* **What to do**
Reproduce the lines of the listing word for word, starting with its first line and going on through the line that contains "[[[196,82],[195,88],[198,89],[200,92],[203,90],[205,82]]]", with both of those lines included.

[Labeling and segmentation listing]

━━━━━━━━

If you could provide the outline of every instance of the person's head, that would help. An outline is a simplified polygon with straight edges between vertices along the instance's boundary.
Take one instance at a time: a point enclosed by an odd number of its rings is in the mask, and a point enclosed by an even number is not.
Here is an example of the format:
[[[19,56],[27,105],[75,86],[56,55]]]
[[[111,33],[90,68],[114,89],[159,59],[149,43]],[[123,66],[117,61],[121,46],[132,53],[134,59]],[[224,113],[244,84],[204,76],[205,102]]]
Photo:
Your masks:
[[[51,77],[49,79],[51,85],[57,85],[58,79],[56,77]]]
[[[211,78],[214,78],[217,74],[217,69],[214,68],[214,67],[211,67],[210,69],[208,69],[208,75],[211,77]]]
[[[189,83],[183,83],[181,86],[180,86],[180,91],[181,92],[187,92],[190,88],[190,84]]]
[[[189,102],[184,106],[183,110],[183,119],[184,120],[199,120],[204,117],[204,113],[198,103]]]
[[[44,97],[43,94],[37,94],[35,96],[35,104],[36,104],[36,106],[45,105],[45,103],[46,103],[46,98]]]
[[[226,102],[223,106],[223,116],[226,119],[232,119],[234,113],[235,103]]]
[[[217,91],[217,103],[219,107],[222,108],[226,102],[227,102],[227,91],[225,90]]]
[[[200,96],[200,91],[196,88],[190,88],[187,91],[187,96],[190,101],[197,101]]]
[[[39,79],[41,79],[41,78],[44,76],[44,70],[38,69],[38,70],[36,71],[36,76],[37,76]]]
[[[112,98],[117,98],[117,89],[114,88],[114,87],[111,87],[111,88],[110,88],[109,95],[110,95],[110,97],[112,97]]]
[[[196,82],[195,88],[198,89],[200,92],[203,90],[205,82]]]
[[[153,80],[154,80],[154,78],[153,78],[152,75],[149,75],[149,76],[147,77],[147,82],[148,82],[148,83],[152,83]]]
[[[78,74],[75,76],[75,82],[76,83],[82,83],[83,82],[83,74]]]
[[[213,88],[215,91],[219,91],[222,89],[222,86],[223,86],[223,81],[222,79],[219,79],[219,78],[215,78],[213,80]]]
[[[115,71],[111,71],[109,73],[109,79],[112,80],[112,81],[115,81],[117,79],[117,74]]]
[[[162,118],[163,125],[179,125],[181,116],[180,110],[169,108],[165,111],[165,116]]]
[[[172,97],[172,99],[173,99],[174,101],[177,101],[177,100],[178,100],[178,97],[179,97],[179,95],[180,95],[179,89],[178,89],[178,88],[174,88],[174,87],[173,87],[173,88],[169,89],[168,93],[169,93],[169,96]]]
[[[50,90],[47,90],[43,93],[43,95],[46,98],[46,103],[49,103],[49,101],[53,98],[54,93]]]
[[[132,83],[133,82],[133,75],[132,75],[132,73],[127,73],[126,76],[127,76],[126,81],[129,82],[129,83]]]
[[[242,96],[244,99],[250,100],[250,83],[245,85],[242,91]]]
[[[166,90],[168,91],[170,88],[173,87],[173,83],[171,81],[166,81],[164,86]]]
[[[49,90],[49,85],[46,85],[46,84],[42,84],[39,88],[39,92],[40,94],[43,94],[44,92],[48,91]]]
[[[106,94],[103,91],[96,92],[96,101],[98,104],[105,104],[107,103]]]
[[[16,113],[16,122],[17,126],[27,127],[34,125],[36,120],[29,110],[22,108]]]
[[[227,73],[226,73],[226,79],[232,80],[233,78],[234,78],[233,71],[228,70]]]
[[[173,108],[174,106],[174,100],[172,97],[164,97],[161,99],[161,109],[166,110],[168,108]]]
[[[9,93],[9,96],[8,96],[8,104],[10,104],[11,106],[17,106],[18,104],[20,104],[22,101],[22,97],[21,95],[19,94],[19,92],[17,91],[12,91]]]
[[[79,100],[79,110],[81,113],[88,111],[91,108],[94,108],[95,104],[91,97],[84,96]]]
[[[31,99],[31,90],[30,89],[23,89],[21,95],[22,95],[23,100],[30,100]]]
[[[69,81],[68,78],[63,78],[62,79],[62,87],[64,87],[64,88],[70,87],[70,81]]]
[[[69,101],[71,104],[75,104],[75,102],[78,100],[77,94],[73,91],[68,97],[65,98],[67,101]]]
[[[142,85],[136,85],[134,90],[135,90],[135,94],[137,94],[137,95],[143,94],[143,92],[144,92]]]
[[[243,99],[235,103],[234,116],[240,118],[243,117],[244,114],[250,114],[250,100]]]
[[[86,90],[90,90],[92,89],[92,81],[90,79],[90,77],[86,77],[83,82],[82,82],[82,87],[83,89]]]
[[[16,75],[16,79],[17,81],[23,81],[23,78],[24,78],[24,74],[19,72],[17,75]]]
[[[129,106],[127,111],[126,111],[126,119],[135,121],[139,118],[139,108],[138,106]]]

━━━━━━━━

* **Response to the exercise**
If you could provide the outline of every instance of the person's head, that would help. An outline is a simplified polygon with straight edges between vertices along the instance's boundary.
Take one instance at a time: a point enclosed by an odd number of its rings is in the mask, and a point enclosed by an even number is not.
Here is an example of the format:
[[[19,56],[27,105],[75,86],[56,55]]]
[[[111,33],[90,68],[114,89],[159,59],[149,43]],[[123,66],[117,61],[121,46],[132,53],[134,59]],[[224,113],[244,84],[204,76],[205,102]]]
Photo:
Your masks:
[[[51,77],[49,79],[51,85],[57,85],[58,79],[56,77]]]
[[[211,78],[214,78],[217,74],[217,69],[214,68],[214,67],[211,67],[210,69],[208,69],[208,75],[211,77]]]
[[[189,83],[183,83],[181,86],[180,86],[180,91],[181,92],[187,92],[190,88],[190,84]]]
[[[189,102],[184,106],[183,110],[183,119],[184,120],[199,120],[204,117],[204,113],[198,103]]]
[[[44,97],[43,94],[37,94],[35,96],[35,104],[36,104],[36,106],[45,105],[45,103],[46,103],[46,98]]]
[[[226,102],[223,106],[223,116],[226,119],[232,119],[234,113],[235,103]]]
[[[217,91],[217,103],[219,107],[222,108],[226,102],[227,102],[227,91],[225,90]]]
[[[200,96],[200,91],[196,88],[190,88],[187,91],[187,96],[190,101],[197,101]]]
[[[39,79],[41,79],[41,78],[44,76],[44,70],[38,69],[38,70],[36,71],[36,76],[37,76]]]
[[[112,98],[117,98],[117,89],[114,88],[114,87],[111,87],[111,88],[110,88],[109,95],[110,95],[110,97],[112,97]]]
[[[196,82],[195,88],[198,89],[200,92],[203,90],[205,82]]]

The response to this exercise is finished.